:: SELECTED EXTRACT ::
The Battle for the Senate

How will economic anxiety and political tumult affect this fall's congressional elections?

The political landscape littered with casualties, the 2010 election now gets under way in earnest. It may not feature a presidential contest, but that's about all it is lacking.

The elections have Tea Party candidates, sex scandals, lie detector tests, third parties, professional wrestling magnates, intra-party squabbling and more. Thirty-seven Senate seats are at stake, there are races for governor in 37 states, and all of the seats in the House of Representatives are at stake. Control of Congress is really up for grabs this year, as Democrats are trying to hold on to House and Senate majorities in the face of agitated, "throw the bums out" public sentiment.

Republicans are salivating at the thought of controlling the House and Senate, but have already been singed by the anti-incumbent fire. And the issues are as big as ever: Social Security, Medicare, health insurance reform, taxes, the federal deficit and immigration top the list of concerns.

Republicans have attracted the punishing focus of anti-establishment Tea Party activists, even though that’s a double-edged sword. Although Tea Party-backed challengers have defeated Republican incumbents in heavily Republican Utah and Alaska, they have also beaten candidates in Florida, Nevada and Delaware, giving Democrats a chance to win there.

In Delaware, for example, GOP voters chose perennial candidate Christine O’Donnell over longtime moderate Rep. Mike Castle for the Senate seat once held by Vice President Joe Biden. O’Donnell has been accused of campaign irregularities stemming from an earlier contest, and political experts say she will be a much weaker candidate than Castle would have been against the little-known Democratic candidate, Chris Coons, giving Democrats who had all but given up on the seat new hope. 

In New York, Buffalo multimillionaire Carl Paladino won the Republican nomination for governor over former Rep. Rick Lazio, again stunning the GOP establishment. Paladino, a blustery populist and first-time candidate who travels with a pit bull named Duke, will go up against Attorney General Andrew Cuomo.

:: YOUR GOAL ::
Name every U.S. state mentioned in the article on the battle for the Senate.

(Stored data)
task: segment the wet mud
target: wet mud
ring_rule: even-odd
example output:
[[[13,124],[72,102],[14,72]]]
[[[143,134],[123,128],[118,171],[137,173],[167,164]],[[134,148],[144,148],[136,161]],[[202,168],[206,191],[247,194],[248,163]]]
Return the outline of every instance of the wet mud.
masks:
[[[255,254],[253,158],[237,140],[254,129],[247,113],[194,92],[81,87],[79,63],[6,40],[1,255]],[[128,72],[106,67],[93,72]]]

:: ANSWER BOX ::
Utah, Alaska, Florida, Nevada, Delaware, New York